■ Requirements:
Reproduce every one of the records below verbatim, leaving the pictures out of your answer.

■ Information provided:
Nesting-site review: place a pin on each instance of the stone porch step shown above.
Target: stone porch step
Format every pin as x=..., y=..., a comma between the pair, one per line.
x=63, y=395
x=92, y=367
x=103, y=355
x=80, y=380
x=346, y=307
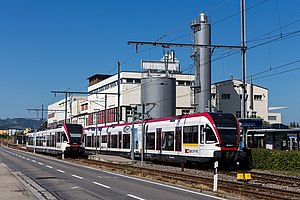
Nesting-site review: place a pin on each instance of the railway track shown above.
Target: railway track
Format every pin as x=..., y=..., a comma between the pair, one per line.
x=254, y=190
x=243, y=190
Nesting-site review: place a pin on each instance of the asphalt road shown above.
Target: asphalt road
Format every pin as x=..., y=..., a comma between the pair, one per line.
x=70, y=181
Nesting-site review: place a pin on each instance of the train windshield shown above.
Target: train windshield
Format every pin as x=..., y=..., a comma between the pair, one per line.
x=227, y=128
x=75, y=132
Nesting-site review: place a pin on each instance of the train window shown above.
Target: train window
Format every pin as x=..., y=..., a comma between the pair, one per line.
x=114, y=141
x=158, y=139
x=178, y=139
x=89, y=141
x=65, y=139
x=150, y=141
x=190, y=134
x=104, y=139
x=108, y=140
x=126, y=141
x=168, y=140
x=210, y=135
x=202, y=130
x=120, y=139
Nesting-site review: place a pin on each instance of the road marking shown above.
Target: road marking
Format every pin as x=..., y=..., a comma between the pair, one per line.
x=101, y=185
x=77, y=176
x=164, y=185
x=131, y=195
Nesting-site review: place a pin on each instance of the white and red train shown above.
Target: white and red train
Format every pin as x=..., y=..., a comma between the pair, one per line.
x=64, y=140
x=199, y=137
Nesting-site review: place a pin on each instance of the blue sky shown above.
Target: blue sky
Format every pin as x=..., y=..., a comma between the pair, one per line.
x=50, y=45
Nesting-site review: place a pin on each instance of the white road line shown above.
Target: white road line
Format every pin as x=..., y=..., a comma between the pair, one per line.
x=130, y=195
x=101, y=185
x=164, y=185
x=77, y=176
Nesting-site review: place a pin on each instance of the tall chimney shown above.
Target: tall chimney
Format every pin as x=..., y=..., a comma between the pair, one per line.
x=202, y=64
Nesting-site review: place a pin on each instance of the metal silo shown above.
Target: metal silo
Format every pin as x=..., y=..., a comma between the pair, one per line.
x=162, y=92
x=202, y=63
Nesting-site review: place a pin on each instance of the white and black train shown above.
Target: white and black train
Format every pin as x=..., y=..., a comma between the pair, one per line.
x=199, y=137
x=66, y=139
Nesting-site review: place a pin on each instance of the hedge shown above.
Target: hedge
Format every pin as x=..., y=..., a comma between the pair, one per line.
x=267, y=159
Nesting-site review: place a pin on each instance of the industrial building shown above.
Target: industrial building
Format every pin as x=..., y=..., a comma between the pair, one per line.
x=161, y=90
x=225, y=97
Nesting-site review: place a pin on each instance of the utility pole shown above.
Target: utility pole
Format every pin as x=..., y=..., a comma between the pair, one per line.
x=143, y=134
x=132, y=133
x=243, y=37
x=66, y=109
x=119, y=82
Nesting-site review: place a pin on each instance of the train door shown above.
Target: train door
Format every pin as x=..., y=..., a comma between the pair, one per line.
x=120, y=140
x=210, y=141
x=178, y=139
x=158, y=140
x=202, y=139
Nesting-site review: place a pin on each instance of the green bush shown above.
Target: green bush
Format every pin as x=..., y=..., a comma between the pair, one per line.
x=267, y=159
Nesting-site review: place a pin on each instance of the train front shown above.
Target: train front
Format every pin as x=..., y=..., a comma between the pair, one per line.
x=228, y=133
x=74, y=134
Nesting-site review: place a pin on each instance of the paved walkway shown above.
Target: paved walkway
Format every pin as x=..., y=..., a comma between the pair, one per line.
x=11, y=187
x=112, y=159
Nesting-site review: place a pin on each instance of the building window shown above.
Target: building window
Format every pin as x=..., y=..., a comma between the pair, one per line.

■ Finished answer:
Nesting-site review: place a pin on each instance of the stone porch step shown above.
Target: stone porch step
Format every pin as x=..., y=..., a comma between the pair, one per line.
x=63, y=395
x=92, y=367
x=103, y=355
x=80, y=380
x=346, y=307
Nesting-site review: place a pin on each instance of the railway track shown above.
Target: railway track
Format every pin as x=..., y=..., a comma between the pair, one per line.
x=254, y=190
x=243, y=190
Nesting-site review: place a pin on each instance of the asphalt road shown above.
Target: asphalt road
Format every pin as x=..., y=..., a comma between the pair, one per line.
x=70, y=181
Nesting-site review: place a pin on each instance of the train windshield shown above.
Target: train windshield
Format every pin as x=..., y=..., a comma between the pair, one per line.
x=227, y=128
x=75, y=132
Nesting-site review: place a pin on each instance of the train window shown above.
Target: train window
Format every pin as x=..., y=..., a comma between the pair, one per line.
x=114, y=141
x=158, y=139
x=178, y=139
x=89, y=141
x=65, y=139
x=150, y=141
x=190, y=134
x=104, y=139
x=108, y=140
x=126, y=141
x=168, y=140
x=210, y=135
x=202, y=130
x=120, y=139
Nesting-site review: place a pin on each instance of the road marking shown above.
Target: road marking
Format every pin as x=..., y=..., a comma between the pair, one per line.
x=101, y=185
x=77, y=176
x=164, y=185
x=131, y=195
Nesting-site review: place a pin on each instance of the white and red train shown above.
Target: white and red train
Format every pin as x=..., y=..., a comma between the pair, one per line.
x=64, y=140
x=199, y=137
Nesting-site review: place a pin on each instance of the blue sky shown above.
Target: blue sky
Format every pin as x=..., y=..., a comma between the pair, one per line.
x=50, y=45
Nesting-site review: place a pin on each instance of the white road line shown above.
Target: white road line
Format every pin as x=..., y=..., a comma between the pair, one per line.
x=130, y=195
x=101, y=185
x=164, y=185
x=77, y=176
Nesting-site review: place a pin on each instance of the tall chimney shown above.
Target: tall chimney
Format every pin as x=..., y=..., a comma between the pair, one per line.
x=202, y=64
Nesting-site review: place a pin on each instance of the metal silo shown above.
Target: metal silo
Format every pin as x=..., y=..., a comma between the pair, one per line.
x=162, y=92
x=202, y=63
Nesting-site review: place a pin on each instance of the white and black train shown above.
Target: white and black train
Format every pin as x=..., y=..., a comma between the pair, one per line.
x=199, y=137
x=66, y=139
Nesting-site review: place a pin on each instance of the hedge shown above.
Target: hedge
Format every pin as x=..., y=..., a comma between the pair, one per line.
x=267, y=159
Nesting-site review: place a pin on each instance of the industrial building shown above.
Target: industrial building
Format every pin as x=..., y=..., a comma between the pair, one per line.
x=161, y=90
x=225, y=97
Nesting-site review: place a pin on each instance of the utility pole shown above.
Target: utility pole
Format every pin as x=..., y=..., a comma between the pair, one per line.
x=143, y=134
x=132, y=133
x=243, y=37
x=66, y=109
x=119, y=82
Nesting-site review: place a pin on each instance of the train door shown above.
Target: train door
Format every pin as x=..., y=..., a comma between the pair, one per line.
x=120, y=140
x=210, y=141
x=178, y=139
x=158, y=140
x=202, y=139
Nesting-site review: place a pin on each instance of the green bush shown above.
Target: green bush
Format every pin as x=..., y=..., a comma between the pair, one per line.
x=267, y=159
Nesting-site review: place a pin on each instance of the train front shown above.
Target: train front
Format every pin as x=..., y=..., a comma between the pair, one per line.
x=228, y=133
x=74, y=134
Nesting-site review: place a pin on each instance of the paved walkway shown above.
Target: paved walkway
Format every pin as x=..., y=..., a comma between the pair, one per line.
x=11, y=187
x=112, y=159
Nesting-site review: place a pin on each instance of the building window shown above.
Target: building window
Format every pin as x=..., y=..., a comma between the pair, one per line.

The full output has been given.